Data listing: Begin
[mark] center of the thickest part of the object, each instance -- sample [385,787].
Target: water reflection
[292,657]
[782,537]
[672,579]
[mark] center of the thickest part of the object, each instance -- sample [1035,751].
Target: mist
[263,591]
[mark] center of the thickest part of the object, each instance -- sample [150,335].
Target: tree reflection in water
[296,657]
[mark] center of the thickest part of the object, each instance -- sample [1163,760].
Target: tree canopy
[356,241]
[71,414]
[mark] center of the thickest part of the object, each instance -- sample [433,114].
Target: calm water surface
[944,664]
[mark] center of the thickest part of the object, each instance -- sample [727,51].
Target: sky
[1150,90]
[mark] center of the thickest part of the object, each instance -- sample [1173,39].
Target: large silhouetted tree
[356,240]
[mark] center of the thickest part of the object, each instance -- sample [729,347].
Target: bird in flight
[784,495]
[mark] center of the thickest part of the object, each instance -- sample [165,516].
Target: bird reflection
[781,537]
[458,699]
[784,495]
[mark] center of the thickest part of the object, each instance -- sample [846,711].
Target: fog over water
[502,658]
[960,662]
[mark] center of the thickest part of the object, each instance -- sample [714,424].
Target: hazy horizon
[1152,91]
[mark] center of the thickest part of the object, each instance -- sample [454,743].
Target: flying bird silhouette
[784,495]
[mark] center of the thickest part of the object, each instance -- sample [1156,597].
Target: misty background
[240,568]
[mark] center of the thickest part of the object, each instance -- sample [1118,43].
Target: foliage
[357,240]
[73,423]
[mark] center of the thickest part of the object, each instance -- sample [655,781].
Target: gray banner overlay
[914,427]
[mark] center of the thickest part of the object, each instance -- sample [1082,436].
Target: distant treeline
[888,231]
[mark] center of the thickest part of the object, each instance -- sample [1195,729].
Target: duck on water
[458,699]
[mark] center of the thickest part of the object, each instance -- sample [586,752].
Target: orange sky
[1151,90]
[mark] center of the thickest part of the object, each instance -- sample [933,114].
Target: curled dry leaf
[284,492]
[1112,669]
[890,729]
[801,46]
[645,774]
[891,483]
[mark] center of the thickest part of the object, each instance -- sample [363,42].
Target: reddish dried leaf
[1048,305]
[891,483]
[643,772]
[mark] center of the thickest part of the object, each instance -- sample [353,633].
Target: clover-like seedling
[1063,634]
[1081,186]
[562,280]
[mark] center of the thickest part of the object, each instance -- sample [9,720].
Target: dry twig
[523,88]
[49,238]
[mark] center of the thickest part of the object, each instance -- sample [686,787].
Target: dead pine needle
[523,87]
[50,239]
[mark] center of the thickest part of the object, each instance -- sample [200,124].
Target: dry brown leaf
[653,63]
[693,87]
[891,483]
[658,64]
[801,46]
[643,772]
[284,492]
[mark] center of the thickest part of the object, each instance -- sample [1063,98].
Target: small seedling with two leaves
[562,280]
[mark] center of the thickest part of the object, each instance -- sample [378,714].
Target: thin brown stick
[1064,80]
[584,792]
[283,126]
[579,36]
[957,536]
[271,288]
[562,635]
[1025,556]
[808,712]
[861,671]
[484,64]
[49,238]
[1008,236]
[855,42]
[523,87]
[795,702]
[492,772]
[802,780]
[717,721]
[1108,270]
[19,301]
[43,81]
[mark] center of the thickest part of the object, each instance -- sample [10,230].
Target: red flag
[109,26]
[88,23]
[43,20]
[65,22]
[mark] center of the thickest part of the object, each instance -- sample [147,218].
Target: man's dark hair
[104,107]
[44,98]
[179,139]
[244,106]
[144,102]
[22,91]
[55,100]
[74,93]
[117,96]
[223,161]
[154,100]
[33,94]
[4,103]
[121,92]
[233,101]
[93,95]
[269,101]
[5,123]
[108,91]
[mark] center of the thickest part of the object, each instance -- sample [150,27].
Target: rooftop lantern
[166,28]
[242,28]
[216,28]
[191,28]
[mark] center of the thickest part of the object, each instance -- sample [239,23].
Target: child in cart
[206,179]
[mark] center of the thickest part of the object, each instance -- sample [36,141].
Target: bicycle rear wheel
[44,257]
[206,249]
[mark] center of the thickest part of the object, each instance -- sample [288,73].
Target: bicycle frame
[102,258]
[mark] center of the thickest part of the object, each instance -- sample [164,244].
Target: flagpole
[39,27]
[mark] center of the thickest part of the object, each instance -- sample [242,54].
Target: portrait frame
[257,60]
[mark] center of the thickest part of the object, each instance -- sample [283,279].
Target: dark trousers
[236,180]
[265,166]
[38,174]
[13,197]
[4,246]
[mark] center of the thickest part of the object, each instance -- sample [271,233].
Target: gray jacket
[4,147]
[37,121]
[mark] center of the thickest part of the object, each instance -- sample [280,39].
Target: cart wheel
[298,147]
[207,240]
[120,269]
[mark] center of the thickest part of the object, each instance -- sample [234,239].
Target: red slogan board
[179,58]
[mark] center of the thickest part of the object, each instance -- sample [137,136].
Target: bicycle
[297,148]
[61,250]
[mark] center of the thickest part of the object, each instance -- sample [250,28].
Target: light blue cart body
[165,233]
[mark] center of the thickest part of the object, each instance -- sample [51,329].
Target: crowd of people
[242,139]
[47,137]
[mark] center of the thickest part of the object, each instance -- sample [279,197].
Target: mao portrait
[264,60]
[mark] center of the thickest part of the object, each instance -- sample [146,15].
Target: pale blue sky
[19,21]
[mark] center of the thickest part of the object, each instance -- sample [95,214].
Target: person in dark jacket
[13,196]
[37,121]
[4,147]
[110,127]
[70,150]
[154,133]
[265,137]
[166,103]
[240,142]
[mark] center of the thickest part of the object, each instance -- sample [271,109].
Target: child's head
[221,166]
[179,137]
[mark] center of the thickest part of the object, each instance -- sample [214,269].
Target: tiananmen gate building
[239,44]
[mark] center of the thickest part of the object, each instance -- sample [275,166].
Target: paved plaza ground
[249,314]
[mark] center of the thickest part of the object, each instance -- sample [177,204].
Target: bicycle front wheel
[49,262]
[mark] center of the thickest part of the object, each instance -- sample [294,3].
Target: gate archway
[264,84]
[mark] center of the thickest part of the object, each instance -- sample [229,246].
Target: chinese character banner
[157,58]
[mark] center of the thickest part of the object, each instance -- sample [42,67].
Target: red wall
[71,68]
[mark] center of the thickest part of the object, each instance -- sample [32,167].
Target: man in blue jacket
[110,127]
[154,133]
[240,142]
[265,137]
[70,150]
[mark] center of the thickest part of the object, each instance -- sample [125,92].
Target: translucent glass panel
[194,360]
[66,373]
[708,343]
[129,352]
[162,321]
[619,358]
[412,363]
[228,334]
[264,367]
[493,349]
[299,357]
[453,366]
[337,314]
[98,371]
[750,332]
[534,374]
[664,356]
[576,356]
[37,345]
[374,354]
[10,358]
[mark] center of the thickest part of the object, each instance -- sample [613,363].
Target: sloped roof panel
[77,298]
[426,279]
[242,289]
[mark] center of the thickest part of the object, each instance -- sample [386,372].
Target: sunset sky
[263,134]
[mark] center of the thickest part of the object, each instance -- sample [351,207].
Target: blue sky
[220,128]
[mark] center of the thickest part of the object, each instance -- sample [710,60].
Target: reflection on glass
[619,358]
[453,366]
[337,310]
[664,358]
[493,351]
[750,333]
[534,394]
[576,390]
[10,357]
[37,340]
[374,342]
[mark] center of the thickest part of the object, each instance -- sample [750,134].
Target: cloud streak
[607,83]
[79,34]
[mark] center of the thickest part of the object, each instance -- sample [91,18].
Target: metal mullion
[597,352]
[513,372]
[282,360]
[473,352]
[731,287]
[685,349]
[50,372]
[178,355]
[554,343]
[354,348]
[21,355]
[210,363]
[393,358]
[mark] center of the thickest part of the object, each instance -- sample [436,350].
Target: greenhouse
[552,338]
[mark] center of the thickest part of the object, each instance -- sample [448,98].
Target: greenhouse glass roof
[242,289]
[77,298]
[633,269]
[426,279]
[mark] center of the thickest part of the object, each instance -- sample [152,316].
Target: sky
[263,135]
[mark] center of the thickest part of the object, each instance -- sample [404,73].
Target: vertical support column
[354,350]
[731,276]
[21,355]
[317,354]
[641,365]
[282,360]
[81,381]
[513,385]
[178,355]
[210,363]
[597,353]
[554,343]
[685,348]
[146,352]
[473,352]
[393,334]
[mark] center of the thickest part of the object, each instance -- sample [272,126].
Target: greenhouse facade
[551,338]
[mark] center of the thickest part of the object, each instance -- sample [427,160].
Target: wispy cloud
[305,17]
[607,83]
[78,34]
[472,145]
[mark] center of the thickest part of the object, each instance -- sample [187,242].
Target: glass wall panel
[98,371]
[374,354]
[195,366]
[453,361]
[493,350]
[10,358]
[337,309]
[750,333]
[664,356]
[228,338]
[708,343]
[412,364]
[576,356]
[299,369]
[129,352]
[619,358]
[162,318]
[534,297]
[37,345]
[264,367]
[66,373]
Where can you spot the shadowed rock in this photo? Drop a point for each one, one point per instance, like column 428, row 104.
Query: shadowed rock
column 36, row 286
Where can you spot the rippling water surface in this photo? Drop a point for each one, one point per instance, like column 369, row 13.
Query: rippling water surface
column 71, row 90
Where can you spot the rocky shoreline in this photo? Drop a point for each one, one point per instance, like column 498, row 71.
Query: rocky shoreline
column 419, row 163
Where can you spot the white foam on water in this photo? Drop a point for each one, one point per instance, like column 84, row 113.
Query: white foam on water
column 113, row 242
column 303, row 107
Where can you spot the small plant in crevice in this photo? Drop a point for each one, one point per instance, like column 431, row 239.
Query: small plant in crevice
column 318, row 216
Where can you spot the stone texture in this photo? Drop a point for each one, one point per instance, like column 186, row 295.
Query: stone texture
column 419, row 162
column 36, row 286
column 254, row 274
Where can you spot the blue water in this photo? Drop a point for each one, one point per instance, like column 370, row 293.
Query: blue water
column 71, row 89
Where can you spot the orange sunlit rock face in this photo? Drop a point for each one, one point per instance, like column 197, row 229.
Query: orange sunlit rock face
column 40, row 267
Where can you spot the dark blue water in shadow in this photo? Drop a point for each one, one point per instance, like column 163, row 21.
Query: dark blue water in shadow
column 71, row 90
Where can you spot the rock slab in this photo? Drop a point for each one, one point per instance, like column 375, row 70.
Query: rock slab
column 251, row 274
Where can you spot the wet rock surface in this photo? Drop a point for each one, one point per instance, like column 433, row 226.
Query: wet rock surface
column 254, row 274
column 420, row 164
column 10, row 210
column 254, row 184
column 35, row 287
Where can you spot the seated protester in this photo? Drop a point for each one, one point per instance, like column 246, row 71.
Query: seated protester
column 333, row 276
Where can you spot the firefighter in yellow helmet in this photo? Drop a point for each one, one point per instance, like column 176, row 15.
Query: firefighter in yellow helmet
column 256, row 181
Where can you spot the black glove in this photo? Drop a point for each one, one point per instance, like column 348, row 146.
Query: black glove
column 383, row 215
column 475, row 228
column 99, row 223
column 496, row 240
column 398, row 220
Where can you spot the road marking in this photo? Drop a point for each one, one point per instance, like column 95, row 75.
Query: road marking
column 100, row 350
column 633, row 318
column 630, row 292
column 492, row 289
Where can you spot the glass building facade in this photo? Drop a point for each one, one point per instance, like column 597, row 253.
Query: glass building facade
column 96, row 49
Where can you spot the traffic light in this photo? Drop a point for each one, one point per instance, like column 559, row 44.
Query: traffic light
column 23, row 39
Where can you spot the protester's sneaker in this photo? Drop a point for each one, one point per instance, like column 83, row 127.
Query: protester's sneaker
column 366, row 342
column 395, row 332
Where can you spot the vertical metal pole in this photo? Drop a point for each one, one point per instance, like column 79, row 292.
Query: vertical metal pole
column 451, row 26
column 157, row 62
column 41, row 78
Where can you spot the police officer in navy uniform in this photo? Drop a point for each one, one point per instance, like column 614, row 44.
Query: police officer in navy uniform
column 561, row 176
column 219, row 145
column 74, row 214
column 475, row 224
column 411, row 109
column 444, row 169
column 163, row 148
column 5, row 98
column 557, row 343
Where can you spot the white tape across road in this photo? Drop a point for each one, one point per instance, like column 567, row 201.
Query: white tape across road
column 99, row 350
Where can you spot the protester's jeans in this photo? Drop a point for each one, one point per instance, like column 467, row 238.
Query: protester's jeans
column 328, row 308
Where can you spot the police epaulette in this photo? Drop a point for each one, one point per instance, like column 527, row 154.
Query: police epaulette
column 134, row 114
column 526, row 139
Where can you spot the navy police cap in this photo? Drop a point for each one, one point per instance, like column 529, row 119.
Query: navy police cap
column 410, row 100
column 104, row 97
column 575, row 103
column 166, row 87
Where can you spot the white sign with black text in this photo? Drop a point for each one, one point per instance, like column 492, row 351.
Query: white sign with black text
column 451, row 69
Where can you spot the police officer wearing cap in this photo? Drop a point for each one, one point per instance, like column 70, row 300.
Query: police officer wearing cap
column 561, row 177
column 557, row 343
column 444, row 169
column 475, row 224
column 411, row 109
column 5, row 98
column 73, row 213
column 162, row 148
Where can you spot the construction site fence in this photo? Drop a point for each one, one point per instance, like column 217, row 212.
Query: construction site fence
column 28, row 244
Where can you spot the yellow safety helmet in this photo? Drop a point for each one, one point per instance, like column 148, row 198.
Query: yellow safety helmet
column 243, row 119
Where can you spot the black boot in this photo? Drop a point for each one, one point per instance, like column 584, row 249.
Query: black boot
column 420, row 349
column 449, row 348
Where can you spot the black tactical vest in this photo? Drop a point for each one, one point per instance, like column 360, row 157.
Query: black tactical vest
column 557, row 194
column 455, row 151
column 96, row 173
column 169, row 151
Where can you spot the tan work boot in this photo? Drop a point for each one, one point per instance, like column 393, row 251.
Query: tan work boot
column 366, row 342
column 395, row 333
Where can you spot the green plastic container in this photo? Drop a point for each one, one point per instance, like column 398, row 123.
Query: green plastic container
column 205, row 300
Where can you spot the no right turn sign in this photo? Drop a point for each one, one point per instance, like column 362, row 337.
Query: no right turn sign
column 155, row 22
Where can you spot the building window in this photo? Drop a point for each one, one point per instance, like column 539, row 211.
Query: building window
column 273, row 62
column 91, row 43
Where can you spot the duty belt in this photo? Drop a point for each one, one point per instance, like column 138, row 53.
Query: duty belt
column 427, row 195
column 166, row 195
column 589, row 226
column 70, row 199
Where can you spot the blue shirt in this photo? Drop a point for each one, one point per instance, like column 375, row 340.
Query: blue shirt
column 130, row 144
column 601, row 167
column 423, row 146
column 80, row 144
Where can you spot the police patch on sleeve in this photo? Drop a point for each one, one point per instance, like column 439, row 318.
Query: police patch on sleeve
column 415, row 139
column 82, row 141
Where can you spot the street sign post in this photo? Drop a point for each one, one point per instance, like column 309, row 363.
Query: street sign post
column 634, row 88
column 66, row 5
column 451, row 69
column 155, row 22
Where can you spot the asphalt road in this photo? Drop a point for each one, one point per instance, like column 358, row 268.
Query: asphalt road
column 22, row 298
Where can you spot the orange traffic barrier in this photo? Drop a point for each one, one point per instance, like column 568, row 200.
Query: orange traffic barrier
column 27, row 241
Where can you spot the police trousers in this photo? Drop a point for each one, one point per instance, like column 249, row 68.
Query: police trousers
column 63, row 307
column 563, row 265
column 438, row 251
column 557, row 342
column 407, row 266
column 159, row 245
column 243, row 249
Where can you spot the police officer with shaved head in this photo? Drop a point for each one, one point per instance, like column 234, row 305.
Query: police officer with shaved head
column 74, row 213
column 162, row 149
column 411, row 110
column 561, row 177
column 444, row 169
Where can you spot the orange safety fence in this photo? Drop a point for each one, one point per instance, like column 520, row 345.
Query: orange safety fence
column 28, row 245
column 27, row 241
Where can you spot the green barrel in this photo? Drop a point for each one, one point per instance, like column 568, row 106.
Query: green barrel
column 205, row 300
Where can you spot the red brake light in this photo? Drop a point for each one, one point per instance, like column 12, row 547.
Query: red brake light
Data listing: End
Find the lines above that include the string "brake" and copy them.

» **Solution below**:
Where can you spot the red brake light in this photo? Drop a point for each one, one point per instance, like column 12, row 547.
Query: red brake light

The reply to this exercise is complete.